PASSAGE SHOWN:
────────────────────

This change ensures that `AnalyticAcquisitionFunction._mean_and_sigma()` returns an explicit output dimension, and adjusts the various acquisition functions accordingly to retain their behavior.

NOTE: This means that user-defined acquisition functions deriving from `AnalyticAcquisitionFunction`  and using the `_mean_and_sigma()` helper may break and need to be adjusted. But given that this is a "private" helper I think the benefit of having explicit behavior (and fixing a nasty bug) is worth this potential inconvenience.

Fixes #3022

Also updates the unit tests to validate that the following is NOT and issue after this fix:
> I think this also affects other inheritors of ConstrainedAnalyticAcquisitionFunctionMixin such as LogConstrainedExpectedImprovement, ConstrainedExpectedImprovement although for these classes the problem is more subtle since the output shape will be correct thanks to broadcasting, and we will simply have added the penalty for every element of the t-batch to every other element of the t-batch.

Pull Request resolved: #3028

Reviewed By: SebastianAment

Differential Revision: D83435748

Pulled By: Balandat

fbshipit-source-id: cde3bbc4a667ebe2ef5915c6d167bc22aabf60b3

Author: Balandat

botorch/acquisition/analytic.py

@@ -55,6 +55,7 @@ def __init__(
         self,
         model: Model,
         posterior_transform: PosteriorTransform | None = None,
+        allow_multi_output: bool = False,
     ) -> None:
         r"""Base constructor for analytic acquisition functions.
 
@@ -63,10 +64,12 @@ def __init__(
             posterior_transform: A PosteriorTransform. If using a multi-output model,
                 a PosteriorTransform that transforms the multi-output posterior into a
                 single-output posterior is required.
+              allow_multi_output: If False, requires a posterior_transform if a
+                multi-output model is passed.
         """
         super().__init__(model=model)
         if posterior_transform is None:
-            if model.num_outputs != 1:
+            if not allow_multi_output and model.num_outputs != 1:
                 raise UnsupportedError(
                     "Must specify a posterior transform when using a "
                     "multi-output model."

────────────────────

Data items:
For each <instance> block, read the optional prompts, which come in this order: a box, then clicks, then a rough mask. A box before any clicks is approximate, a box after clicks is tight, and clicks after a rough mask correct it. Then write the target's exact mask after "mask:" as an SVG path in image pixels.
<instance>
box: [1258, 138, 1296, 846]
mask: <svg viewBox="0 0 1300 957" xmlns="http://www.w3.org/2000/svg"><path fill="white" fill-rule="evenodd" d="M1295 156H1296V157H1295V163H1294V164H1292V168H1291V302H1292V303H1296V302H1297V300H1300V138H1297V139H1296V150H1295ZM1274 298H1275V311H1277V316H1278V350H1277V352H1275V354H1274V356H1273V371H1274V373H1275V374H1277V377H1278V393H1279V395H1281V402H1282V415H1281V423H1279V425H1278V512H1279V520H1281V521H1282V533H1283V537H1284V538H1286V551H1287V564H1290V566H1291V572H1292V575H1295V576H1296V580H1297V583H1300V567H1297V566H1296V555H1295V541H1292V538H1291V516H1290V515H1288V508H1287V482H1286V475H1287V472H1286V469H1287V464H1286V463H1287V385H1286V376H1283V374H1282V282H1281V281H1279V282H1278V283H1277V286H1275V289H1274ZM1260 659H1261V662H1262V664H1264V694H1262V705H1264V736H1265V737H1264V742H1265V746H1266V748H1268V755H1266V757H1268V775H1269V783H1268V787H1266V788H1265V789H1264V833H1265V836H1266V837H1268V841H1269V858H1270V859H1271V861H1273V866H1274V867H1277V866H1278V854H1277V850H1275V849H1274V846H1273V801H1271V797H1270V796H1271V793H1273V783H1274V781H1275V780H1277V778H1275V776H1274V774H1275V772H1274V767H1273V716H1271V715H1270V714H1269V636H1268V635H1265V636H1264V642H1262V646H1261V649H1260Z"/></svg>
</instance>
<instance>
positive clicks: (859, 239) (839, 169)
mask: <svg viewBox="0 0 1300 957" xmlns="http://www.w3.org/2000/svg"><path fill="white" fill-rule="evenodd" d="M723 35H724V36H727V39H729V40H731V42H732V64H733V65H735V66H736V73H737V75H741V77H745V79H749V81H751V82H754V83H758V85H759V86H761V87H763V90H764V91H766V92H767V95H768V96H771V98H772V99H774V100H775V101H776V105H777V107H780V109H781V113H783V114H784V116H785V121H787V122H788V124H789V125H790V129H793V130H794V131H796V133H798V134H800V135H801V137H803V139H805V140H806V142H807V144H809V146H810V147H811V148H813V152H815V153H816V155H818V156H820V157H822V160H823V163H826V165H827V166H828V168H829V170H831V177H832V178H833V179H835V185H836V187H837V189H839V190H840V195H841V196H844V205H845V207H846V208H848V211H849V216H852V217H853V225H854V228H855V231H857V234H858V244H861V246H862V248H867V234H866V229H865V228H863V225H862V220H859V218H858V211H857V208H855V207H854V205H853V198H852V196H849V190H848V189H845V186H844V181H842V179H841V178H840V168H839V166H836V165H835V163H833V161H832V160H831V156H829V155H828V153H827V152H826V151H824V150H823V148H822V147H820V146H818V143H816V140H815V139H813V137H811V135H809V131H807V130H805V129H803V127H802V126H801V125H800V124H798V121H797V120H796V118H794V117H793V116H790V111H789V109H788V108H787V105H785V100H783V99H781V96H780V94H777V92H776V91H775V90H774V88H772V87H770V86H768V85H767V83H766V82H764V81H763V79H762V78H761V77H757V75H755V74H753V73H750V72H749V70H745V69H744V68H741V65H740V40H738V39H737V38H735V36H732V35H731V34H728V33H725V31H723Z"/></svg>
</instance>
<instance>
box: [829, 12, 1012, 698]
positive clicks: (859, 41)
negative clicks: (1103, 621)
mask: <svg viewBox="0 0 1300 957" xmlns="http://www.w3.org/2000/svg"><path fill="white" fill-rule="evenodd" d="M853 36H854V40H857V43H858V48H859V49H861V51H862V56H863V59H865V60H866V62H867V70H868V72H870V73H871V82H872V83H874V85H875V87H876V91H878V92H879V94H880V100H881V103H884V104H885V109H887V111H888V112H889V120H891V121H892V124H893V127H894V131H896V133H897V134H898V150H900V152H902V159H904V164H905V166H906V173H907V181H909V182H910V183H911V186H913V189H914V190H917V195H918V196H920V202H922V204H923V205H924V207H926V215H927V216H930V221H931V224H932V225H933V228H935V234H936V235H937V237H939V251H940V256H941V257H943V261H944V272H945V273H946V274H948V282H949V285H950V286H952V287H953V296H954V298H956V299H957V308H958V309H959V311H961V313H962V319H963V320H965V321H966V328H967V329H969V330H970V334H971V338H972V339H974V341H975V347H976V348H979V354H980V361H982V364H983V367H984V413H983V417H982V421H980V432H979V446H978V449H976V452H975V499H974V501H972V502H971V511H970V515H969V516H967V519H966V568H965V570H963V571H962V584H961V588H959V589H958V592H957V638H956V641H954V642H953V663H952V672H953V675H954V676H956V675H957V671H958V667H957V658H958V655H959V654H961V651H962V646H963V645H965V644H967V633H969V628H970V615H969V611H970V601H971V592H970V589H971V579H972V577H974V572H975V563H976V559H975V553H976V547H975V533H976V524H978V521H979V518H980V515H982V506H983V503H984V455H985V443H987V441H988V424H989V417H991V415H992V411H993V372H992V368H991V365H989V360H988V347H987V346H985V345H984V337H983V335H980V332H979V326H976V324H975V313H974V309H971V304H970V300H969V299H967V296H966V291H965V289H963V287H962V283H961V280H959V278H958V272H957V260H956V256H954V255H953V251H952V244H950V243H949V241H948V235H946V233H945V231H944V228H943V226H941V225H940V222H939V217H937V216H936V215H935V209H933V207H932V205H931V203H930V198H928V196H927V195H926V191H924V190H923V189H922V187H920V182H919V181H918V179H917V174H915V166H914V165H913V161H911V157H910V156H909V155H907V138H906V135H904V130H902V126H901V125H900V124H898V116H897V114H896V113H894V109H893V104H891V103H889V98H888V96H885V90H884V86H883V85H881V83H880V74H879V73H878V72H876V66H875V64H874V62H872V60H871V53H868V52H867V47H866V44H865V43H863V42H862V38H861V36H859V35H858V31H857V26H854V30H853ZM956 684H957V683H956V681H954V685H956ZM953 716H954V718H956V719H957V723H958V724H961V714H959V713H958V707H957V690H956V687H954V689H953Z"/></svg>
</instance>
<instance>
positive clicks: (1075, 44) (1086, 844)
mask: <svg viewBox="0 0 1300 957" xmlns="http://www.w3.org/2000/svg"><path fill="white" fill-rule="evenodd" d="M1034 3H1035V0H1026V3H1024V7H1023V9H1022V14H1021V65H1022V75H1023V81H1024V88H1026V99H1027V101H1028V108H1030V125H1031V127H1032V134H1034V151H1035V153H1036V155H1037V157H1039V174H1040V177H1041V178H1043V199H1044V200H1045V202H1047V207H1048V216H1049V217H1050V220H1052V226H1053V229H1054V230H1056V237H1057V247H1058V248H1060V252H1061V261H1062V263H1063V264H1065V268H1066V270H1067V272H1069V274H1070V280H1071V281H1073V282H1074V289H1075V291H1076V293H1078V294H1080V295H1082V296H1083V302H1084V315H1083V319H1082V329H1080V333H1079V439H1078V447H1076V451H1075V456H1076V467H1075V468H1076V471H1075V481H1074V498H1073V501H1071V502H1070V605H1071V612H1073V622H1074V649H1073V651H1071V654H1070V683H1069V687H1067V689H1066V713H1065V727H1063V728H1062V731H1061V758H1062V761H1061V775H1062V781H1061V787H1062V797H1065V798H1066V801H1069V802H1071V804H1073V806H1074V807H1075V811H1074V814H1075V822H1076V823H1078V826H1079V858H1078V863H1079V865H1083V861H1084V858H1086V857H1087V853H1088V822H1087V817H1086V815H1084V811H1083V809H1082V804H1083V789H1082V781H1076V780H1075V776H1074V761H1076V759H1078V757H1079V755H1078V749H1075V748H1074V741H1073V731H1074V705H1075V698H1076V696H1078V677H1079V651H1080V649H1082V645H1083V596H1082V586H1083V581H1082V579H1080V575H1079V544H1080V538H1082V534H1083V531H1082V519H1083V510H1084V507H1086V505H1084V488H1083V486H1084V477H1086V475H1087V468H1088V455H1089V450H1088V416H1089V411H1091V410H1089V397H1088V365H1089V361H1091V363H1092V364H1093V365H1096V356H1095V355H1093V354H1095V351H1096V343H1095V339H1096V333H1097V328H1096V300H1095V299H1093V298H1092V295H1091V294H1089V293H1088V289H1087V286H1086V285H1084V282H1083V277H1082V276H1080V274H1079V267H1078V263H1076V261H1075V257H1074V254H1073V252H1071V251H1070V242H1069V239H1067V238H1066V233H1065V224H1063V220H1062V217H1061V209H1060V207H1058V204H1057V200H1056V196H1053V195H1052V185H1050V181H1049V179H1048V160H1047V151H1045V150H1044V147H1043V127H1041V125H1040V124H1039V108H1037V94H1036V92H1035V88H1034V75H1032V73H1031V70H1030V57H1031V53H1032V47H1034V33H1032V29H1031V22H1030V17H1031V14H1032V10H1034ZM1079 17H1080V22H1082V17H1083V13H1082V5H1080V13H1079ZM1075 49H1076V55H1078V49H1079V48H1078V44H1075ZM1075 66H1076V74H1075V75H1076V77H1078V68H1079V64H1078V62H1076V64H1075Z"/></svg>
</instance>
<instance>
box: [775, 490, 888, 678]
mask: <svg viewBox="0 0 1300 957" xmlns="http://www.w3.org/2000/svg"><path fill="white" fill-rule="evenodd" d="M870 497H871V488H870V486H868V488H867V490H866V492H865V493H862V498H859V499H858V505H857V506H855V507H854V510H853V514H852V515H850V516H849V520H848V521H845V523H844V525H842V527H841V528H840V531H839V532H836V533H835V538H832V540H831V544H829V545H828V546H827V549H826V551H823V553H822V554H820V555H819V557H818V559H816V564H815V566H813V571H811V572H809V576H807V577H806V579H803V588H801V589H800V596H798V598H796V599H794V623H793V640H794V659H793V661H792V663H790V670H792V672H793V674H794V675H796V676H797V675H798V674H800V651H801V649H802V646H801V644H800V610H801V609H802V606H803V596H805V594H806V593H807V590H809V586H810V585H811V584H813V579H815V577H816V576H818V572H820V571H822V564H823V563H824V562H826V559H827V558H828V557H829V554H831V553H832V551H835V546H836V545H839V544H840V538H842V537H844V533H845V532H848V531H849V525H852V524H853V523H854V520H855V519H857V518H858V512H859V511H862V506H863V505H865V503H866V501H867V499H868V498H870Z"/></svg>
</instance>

────────────────────

EXERCISE DIRECTIONS:
Reproduce the commit description above word for word from "botorch/acquisition/analytic.py" to "posterior is required.".

RESPONSE TO THIS TASK:
botorch/acquisition/analytic.py

@@ -55,6 +55,7 @@ def __init__(
         self,
         model: Model,
         posterior_transform: PosteriorTransform | None = None,
+        allow_multi_output: bool = False,
     ) -> None:
         r"""Base constructor for analytic acquisition functions.
 
@@ -63,10 +64,12 @@ def __init__(
             posterior_transform: A PosteriorTransform. If using a multi-output model,
                 a PosteriorTransform that transforms the multi-output posterior into a
                 single-output posterior is required.